== Exercise requirements ==
Format the lines of the records as a numbered list, starting at the beginning of the records and ending with the line that contains "positive clicks: (133, 249)". Skip blank lines and leave out the pictures.
======== Input
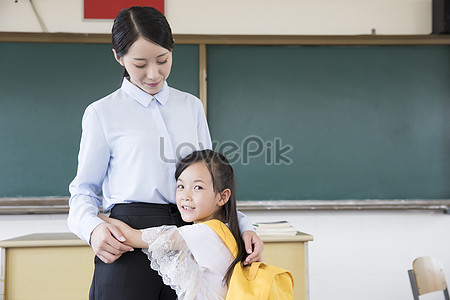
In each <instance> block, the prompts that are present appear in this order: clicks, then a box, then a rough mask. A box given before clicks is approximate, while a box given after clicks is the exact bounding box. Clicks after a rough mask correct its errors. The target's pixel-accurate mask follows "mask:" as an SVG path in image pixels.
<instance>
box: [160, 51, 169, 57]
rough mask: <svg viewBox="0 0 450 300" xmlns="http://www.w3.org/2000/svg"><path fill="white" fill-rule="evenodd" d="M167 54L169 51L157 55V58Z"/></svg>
mask: <svg viewBox="0 0 450 300" xmlns="http://www.w3.org/2000/svg"><path fill="white" fill-rule="evenodd" d="M169 53H170V51H167V52H166V53H163V54H160V55H158V56H157V57H161V56H164V55H167V54H169Z"/></svg>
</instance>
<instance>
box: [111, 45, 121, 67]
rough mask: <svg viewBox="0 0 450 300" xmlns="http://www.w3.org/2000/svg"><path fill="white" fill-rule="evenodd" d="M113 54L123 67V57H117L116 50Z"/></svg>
mask: <svg viewBox="0 0 450 300" xmlns="http://www.w3.org/2000/svg"><path fill="white" fill-rule="evenodd" d="M113 53H114V58H115V59H116V61H117V62H118V63H119V64H120V65H121V66H122V67H123V66H124V65H123V62H122V57H119V56H118V55H117V52H116V49H113Z"/></svg>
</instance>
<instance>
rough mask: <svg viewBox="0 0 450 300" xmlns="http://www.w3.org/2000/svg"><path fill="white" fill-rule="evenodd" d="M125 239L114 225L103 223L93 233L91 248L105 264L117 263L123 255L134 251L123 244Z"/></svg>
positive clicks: (133, 249)
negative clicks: (116, 262)
mask: <svg viewBox="0 0 450 300" xmlns="http://www.w3.org/2000/svg"><path fill="white" fill-rule="evenodd" d="M123 241H125V238H124V237H123V235H122V232H120V230H119V229H118V228H117V227H115V226H114V225H111V224H108V223H101V224H100V225H98V226H97V227H95V229H94V230H93V231H92V233H91V246H92V249H93V250H94V253H95V255H97V256H98V258H100V259H101V260H102V261H103V262H104V263H107V264H110V263H113V262H114V261H116V260H117V259H118V258H119V257H120V256H121V255H122V254H123V253H125V252H128V251H133V250H134V249H133V248H132V247H130V246H127V245H125V244H123V243H122V242H123Z"/></svg>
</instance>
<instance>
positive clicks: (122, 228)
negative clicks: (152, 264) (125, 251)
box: [98, 214, 148, 248]
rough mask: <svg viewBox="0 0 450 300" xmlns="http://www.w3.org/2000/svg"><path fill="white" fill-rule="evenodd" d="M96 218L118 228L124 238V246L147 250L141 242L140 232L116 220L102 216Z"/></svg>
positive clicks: (144, 243)
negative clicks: (124, 244)
mask: <svg viewBox="0 0 450 300" xmlns="http://www.w3.org/2000/svg"><path fill="white" fill-rule="evenodd" d="M98 217H99V218H100V219H102V220H103V221H105V222H107V223H109V224H112V225H114V226H116V227H118V228H119V230H120V231H121V232H122V234H123V236H124V237H125V241H124V242H123V243H124V244H125V245H128V246H130V247H133V248H148V244H147V243H146V242H144V241H143V240H142V232H141V231H140V230H138V229H134V228H131V227H130V226H129V225H128V224H126V223H124V222H122V221H120V220H117V219H113V218H109V217H107V216H105V215H104V214H99V215H98Z"/></svg>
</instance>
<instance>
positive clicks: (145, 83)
mask: <svg viewBox="0 0 450 300" xmlns="http://www.w3.org/2000/svg"><path fill="white" fill-rule="evenodd" d="M160 83H161V81H158V82H156V83H145V84H146V85H148V86H149V87H157V86H158V85H159V84H160Z"/></svg>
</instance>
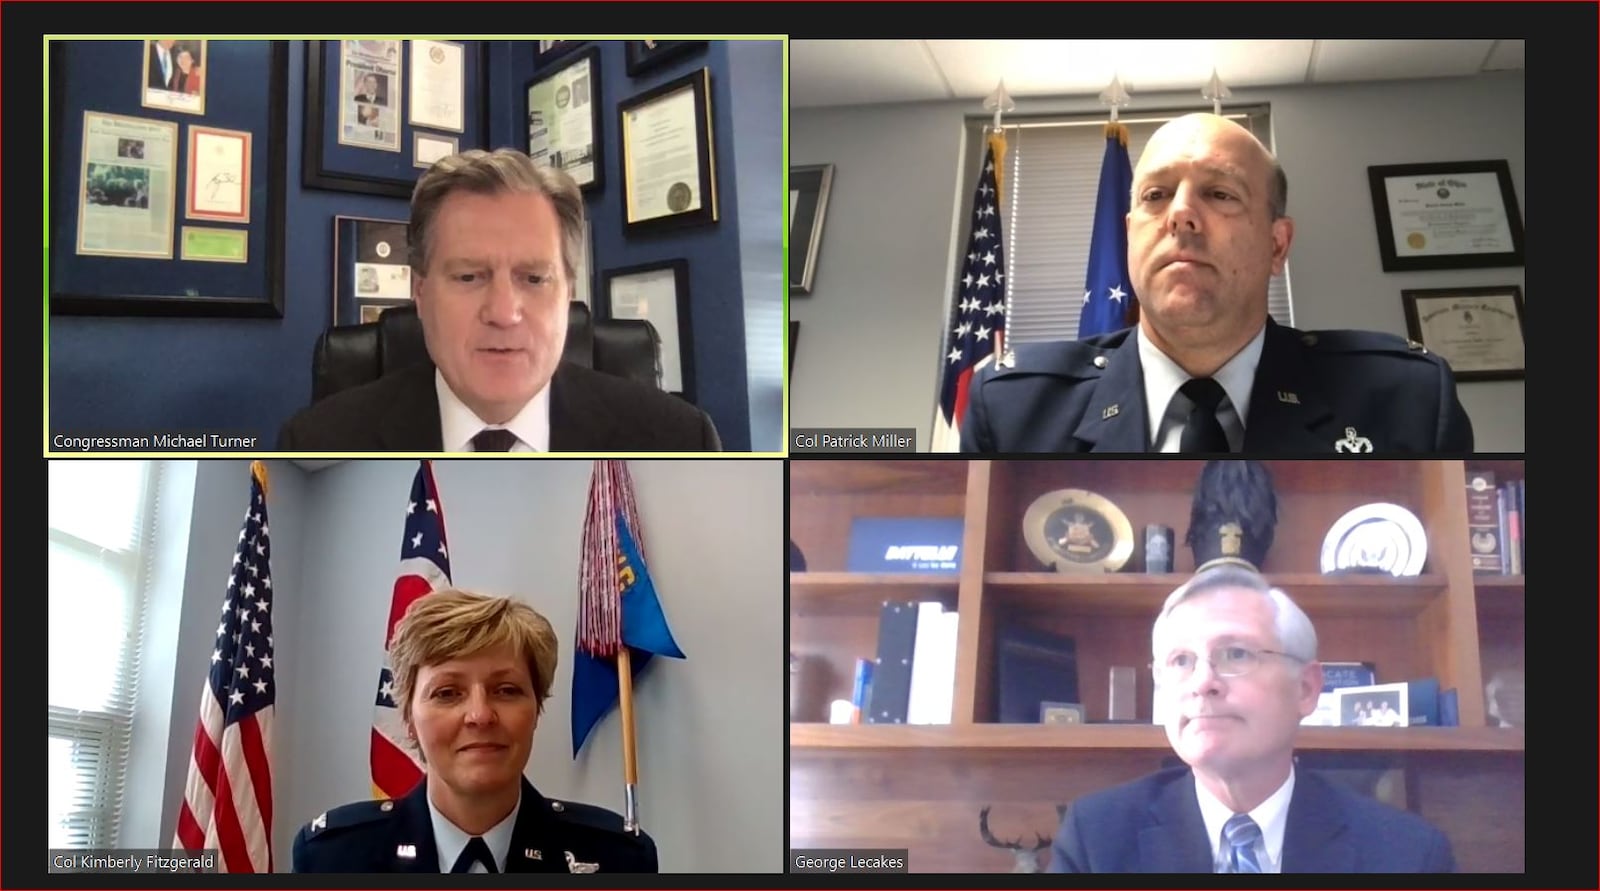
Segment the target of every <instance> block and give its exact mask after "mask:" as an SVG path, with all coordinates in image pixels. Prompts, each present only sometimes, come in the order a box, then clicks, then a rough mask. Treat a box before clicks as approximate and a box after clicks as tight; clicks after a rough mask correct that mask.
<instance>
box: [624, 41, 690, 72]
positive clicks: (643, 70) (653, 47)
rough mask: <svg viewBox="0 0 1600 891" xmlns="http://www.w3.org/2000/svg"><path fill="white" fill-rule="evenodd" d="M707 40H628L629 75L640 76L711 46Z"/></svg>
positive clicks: (627, 46)
mask: <svg viewBox="0 0 1600 891" xmlns="http://www.w3.org/2000/svg"><path fill="white" fill-rule="evenodd" d="M709 45H710V42H707V40H627V42H626V50H627V75H629V77H638V75H642V74H645V72H648V70H654V69H659V67H661V66H666V64H669V62H674V61H677V59H685V58H688V56H693V54H694V53H699V51H702V50H706V46H709Z"/></svg>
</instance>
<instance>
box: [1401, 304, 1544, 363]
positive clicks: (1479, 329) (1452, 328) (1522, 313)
mask: <svg viewBox="0 0 1600 891" xmlns="http://www.w3.org/2000/svg"><path fill="white" fill-rule="evenodd" d="M1400 299H1402V302H1403V304H1405V328H1406V334H1408V336H1410V338H1411V339H1413V341H1418V342H1419V344H1422V346H1424V347H1426V349H1429V350H1432V352H1435V354H1437V355H1438V357H1440V358H1443V360H1445V362H1448V363H1450V370H1451V373H1454V376H1456V381H1461V382H1469V381H1522V379H1525V378H1526V376H1528V363H1526V352H1528V350H1526V344H1528V333H1526V325H1525V323H1523V309H1522V288H1518V286H1517V285H1493V286H1483V288H1411V290H1405V291H1400ZM1474 310H1477V312H1478V317H1485V315H1483V314H1488V317H1486V318H1488V320H1490V323H1482V322H1478V320H1477V318H1475V317H1474V315H1472V314H1474ZM1440 314H1450V315H1453V317H1454V318H1453V320H1451V318H1445V320H1440V322H1432V320H1434V318H1437V317H1438V315H1440ZM1496 315H1498V317H1499V320H1498V322H1499V323H1498V325H1496V323H1494V317H1496ZM1512 320H1515V323H1517V336H1518V339H1520V341H1522V342H1520V344H1518V346H1517V347H1520V349H1517V347H1504V349H1506V350H1507V352H1514V354H1515V355H1520V357H1522V362H1520V363H1518V362H1515V358H1514V360H1512V362H1501V363H1494V362H1486V360H1483V358H1478V357H1469V355H1467V354H1466V352H1464V349H1466V350H1472V346H1470V344H1453V342H1440V338H1438V336H1437V330H1438V328H1442V326H1448V328H1451V330H1454V331H1456V333H1459V334H1461V336H1464V339H1472V338H1474V336H1477V339H1478V341H1482V339H1483V338H1485V336H1486V334H1490V333H1491V331H1488V330H1486V328H1490V326H1493V328H1498V330H1499V333H1501V334H1502V336H1504V333H1506V328H1507V326H1509V325H1510V322H1512ZM1430 331H1434V333H1435V336H1434V338H1432V341H1430V339H1429V334H1430Z"/></svg>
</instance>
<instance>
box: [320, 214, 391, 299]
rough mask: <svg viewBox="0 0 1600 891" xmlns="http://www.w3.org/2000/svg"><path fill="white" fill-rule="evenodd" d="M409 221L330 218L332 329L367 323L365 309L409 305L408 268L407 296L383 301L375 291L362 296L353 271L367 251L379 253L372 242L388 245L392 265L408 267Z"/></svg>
mask: <svg viewBox="0 0 1600 891" xmlns="http://www.w3.org/2000/svg"><path fill="white" fill-rule="evenodd" d="M408 226H410V224H408V221H405V219H384V218H373V216H346V214H334V218H333V288H331V291H333V315H331V317H330V318H333V325H334V326H342V325H357V323H360V322H368V318H365V317H366V310H368V307H378V309H389V307H397V306H410V304H411V291H410V266H406V272H405V278H406V296H405V298H403V299H400V298H384V296H379V294H378V291H376V290H373V291H370V293H368V294H363V288H362V282H360V274H358V270H357V269H355V264H357V261H362V259H363V254H366V253H368V251H373V253H376V251H381V250H384V248H376V251H374V243H373V242H374V238H376V240H381V243H384V245H387V251H389V256H390V258H394V264H395V266H398V264H410V250H408V246H406V238H408ZM395 242H398V243H395ZM382 259H389V258H381V256H379V258H378V259H370V262H379V261H382ZM373 285H374V288H382V285H378V283H376V282H374V283H373Z"/></svg>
================
== Answer for the task ==
1. In each <instance> block, the prompts that are present appear in this order: clicks, then a box, then a rough mask. A box given before clicks is approximate, while a box given after clicks is the exact bounding box. Clicks after a rough mask correct its errors. The target's pixel-accurate mask follows "mask:" as an SVG path in image pixels.
2. <instance>
3. box: [160, 51, 169, 57]
4. rough mask: <svg viewBox="0 0 450 300" xmlns="http://www.w3.org/2000/svg"><path fill="white" fill-rule="evenodd" d="M167 54L169 51L157 55V58Z"/></svg>
5. mask: <svg viewBox="0 0 450 300" xmlns="http://www.w3.org/2000/svg"><path fill="white" fill-rule="evenodd" d="M169 53H170V51H167V52H166V53H163V54H160V55H158V56H157V57H161V56H164V55H167V54H169Z"/></svg>
6. </instance>
7. <instance>
8. box: [111, 45, 121, 67]
9. rough mask: <svg viewBox="0 0 450 300" xmlns="http://www.w3.org/2000/svg"><path fill="white" fill-rule="evenodd" d="M113 54L123 67V57H117L116 50Z"/></svg>
10. mask: <svg viewBox="0 0 450 300" xmlns="http://www.w3.org/2000/svg"><path fill="white" fill-rule="evenodd" d="M113 53H114V58H115V59H116V61H117V62H118V63H119V64H120V65H121V66H122V67H123V66H124V65H123V62H122V57H119V56H118V55H117V52H116V49H113Z"/></svg>
11. </instance>
12. <instance>
13. rough mask: <svg viewBox="0 0 450 300" xmlns="http://www.w3.org/2000/svg"><path fill="white" fill-rule="evenodd" d="M125 239L114 225L103 223L93 233L91 248L105 264L117 263L123 255L134 251L123 244Z"/></svg>
14. positive clicks: (133, 249)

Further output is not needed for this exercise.